- [What is required]: Repeat the full listing, word for word.

▬▬▬

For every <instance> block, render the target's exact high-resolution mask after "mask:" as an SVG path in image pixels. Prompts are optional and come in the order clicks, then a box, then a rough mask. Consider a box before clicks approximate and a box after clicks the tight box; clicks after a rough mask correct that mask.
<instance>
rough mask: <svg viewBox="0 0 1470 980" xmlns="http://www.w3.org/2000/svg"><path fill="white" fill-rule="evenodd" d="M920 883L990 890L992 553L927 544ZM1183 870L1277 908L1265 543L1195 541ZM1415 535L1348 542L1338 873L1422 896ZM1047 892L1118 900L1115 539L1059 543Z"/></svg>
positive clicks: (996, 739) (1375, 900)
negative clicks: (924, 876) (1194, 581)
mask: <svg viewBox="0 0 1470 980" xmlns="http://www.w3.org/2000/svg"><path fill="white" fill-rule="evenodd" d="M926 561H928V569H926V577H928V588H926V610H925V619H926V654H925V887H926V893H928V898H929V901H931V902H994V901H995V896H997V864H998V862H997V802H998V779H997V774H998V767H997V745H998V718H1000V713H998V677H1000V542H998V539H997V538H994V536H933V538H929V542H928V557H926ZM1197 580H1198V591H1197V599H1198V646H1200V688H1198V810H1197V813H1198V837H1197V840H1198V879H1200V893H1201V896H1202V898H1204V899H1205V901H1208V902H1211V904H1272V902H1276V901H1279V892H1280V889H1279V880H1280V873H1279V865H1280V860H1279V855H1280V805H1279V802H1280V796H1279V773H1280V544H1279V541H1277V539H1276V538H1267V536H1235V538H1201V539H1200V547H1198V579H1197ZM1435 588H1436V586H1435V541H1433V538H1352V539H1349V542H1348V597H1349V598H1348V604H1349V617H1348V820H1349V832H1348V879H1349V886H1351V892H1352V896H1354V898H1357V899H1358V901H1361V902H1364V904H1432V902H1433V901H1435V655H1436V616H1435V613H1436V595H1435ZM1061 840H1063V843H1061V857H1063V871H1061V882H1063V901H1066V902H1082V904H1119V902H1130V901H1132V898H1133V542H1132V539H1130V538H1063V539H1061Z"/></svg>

▬▬▬

- [Reply]:
For every <instance> block, render the target's exact high-resolution mask after "mask:" as an SVG path in image pixels. Prompts are optional and come in the order clicks, then a box, then a rough mask. Consider a box before clicks approximate and a box after clicks the tight box; clicks after a rough mask correct that mask.
<instance>
rough mask: <svg viewBox="0 0 1470 980" xmlns="http://www.w3.org/2000/svg"><path fill="white" fill-rule="evenodd" d="M920 883L990 890L992 553L927 544ZM1183 870L1277 908L1265 543L1195 541ZM1415 535L1348 542L1338 873L1422 896ZM1047 892L1118 900L1115 539L1059 543Z"/></svg>
positive clicks: (996, 739) (1375, 900)
negative clicks: (924, 876) (1194, 581)
mask: <svg viewBox="0 0 1470 980" xmlns="http://www.w3.org/2000/svg"><path fill="white" fill-rule="evenodd" d="M926 561H928V569H926V577H928V588H926V610H925V619H926V654H925V887H926V893H928V898H929V901H931V902H994V901H995V896H997V864H998V862H997V802H998V779H997V774H998V767H997V745H998V718H1000V713H998V677H1000V542H998V539H997V538H994V536H933V538H929V542H928V557H926ZM1197 580H1198V591H1197V599H1198V646H1200V688H1198V810H1197V813H1198V837H1197V840H1198V879H1200V893H1201V896H1202V898H1204V899H1205V901H1208V902H1211V904H1272V902H1276V901H1279V892H1280V889H1279V880H1280V873H1279V865H1280V860H1279V855H1280V805H1279V802H1280V796H1279V773H1280V544H1279V541H1277V539H1276V538H1267V536H1235V538H1201V539H1200V547H1198V579H1197ZM1435 588H1436V586H1435V541H1433V538H1352V539H1349V542H1348V597H1349V598H1348V604H1349V617H1348V820H1349V832H1348V879H1349V886H1351V892H1352V896H1354V898H1357V899H1358V901H1361V902H1364V904H1432V902H1433V901H1435V655H1436V616H1435V613H1436V595H1435ZM1061 840H1063V843H1061V857H1063V871H1061V882H1063V901H1066V902H1082V904H1119V902H1130V901H1132V898H1133V542H1132V539H1130V538H1063V539H1061Z"/></svg>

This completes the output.